--- start of INFORMATION PROVIDED ---

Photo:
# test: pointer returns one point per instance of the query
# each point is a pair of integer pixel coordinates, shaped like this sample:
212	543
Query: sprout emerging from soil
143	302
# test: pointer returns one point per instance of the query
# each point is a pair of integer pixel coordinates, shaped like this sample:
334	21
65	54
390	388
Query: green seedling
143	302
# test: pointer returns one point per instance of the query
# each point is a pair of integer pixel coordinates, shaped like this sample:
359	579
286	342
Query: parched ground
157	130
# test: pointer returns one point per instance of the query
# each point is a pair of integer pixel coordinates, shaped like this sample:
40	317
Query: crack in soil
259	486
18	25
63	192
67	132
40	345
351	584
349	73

--- end of INFORMATION PROVIDED ---

- WRITTEN PROBLEM: Every line above should be retyped exactly as given.

- CORRECT ANSWER:
Photo:
# test: pointer returns one point per instance of the query
# each point is a pair of integer pixel coordinates, shaped like this sample:
212	543
Query: sprout emerging from soil
143	302
# test: pointer returns one point per instance of the query
# each point is a pair of integer pixel coordinates, shaped like this sample:
334	21
65	54
390	388
Query: green seedling
143	302
# test: pointer returns one point per instance of the query
# each point is a pair of integer pixel coordinates, shaped like this sample:
359	579
286	342
Query: parched ground
157	130
# test: pointer returns one point per instance of the query
# each point is a pair of integer pixel coordinates, shaped like this sample:
40	317
Query: crack in soil
259	486
18	25
63	192
67	132
40	345
351	584
349	73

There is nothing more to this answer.